WORK REQUIRED =
Count the lines in the records below that contain the word "finger". Reply with only that number.

DATA EXCERPTS =
···
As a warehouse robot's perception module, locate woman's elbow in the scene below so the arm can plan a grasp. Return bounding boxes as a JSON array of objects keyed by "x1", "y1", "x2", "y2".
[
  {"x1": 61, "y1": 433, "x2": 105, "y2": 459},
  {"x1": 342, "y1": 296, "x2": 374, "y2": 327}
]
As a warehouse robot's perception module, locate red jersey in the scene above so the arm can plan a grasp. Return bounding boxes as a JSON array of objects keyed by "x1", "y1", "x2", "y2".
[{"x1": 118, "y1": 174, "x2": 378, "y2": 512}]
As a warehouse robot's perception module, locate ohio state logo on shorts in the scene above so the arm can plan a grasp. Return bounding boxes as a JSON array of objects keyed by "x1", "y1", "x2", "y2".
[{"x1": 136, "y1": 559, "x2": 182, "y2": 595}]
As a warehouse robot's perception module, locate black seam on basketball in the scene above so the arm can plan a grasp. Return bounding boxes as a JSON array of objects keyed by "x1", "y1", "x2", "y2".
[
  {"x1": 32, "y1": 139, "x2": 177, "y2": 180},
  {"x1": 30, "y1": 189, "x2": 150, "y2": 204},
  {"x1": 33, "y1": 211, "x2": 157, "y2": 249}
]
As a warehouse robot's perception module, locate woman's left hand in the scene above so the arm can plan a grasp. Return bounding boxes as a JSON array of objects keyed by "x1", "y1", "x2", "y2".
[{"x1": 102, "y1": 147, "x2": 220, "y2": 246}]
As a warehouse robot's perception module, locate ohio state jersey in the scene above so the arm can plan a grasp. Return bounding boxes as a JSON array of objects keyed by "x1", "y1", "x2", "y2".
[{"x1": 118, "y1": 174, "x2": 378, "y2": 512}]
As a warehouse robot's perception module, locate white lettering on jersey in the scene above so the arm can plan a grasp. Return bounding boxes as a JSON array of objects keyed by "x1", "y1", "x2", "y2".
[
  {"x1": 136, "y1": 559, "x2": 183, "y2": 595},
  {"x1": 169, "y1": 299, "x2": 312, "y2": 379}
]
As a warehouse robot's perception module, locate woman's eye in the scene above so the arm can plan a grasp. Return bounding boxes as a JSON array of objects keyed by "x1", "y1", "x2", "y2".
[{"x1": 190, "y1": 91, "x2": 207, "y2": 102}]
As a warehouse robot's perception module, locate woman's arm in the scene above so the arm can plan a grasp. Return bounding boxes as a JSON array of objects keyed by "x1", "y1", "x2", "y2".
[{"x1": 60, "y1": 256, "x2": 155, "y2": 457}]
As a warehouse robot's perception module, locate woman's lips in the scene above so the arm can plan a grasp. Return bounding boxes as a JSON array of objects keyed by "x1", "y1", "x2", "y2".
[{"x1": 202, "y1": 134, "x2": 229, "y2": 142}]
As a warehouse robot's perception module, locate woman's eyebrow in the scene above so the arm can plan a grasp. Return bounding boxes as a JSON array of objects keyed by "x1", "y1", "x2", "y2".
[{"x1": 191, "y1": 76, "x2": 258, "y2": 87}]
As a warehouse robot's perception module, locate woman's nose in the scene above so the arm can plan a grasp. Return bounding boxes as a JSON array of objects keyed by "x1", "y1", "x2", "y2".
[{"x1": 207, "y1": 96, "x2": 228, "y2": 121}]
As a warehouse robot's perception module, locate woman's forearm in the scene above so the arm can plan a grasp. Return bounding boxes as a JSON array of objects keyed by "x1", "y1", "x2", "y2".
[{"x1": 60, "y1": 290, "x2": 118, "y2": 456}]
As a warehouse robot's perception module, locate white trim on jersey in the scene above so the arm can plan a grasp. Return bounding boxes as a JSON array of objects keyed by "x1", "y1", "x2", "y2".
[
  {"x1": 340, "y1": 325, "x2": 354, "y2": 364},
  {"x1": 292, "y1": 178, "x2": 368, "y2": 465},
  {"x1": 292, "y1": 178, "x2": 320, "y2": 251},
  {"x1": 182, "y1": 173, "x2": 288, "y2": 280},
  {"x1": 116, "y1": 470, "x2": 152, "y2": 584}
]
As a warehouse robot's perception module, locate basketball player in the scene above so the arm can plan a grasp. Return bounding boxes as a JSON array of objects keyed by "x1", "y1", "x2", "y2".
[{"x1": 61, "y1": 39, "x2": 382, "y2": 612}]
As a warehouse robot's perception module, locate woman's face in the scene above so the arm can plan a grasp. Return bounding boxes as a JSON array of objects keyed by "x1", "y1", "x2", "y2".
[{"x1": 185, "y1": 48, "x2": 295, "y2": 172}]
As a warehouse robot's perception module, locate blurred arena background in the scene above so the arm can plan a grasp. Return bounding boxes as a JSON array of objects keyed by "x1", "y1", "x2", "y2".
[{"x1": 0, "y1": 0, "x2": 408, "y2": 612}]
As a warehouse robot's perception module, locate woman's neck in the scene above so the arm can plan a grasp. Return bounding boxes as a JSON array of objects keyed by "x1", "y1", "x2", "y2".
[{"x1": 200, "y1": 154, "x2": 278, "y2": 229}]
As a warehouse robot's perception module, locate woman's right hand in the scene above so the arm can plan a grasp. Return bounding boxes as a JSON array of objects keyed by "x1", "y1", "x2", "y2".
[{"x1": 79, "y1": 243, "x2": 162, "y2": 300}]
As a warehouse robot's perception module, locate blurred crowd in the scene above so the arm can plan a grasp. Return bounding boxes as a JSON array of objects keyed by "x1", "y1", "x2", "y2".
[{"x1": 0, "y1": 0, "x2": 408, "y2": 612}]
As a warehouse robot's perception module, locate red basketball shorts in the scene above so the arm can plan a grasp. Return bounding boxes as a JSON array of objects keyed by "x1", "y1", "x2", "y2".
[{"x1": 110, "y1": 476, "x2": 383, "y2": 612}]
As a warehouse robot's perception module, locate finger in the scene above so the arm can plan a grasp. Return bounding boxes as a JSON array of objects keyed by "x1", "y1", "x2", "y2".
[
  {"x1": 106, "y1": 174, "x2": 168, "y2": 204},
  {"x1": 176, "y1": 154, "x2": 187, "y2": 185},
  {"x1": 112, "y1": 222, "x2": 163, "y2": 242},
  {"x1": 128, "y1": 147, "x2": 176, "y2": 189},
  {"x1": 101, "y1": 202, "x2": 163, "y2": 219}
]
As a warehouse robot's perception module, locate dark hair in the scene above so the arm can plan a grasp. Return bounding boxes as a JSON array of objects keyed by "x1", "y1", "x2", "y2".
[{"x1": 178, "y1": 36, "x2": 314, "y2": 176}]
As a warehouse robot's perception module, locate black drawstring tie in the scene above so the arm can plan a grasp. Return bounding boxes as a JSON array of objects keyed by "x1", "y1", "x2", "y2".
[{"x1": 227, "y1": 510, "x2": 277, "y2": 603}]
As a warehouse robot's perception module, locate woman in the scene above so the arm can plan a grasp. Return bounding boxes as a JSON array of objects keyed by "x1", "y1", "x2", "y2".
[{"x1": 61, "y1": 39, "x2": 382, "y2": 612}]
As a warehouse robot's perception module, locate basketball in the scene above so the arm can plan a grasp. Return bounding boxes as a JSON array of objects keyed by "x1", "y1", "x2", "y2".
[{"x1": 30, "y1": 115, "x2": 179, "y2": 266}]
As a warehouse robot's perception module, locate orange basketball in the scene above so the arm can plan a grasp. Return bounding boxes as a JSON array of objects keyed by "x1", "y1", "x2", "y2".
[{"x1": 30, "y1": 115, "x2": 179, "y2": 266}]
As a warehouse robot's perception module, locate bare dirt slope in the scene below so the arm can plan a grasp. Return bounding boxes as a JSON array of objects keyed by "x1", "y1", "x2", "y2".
···
ANSWER BELOW =
1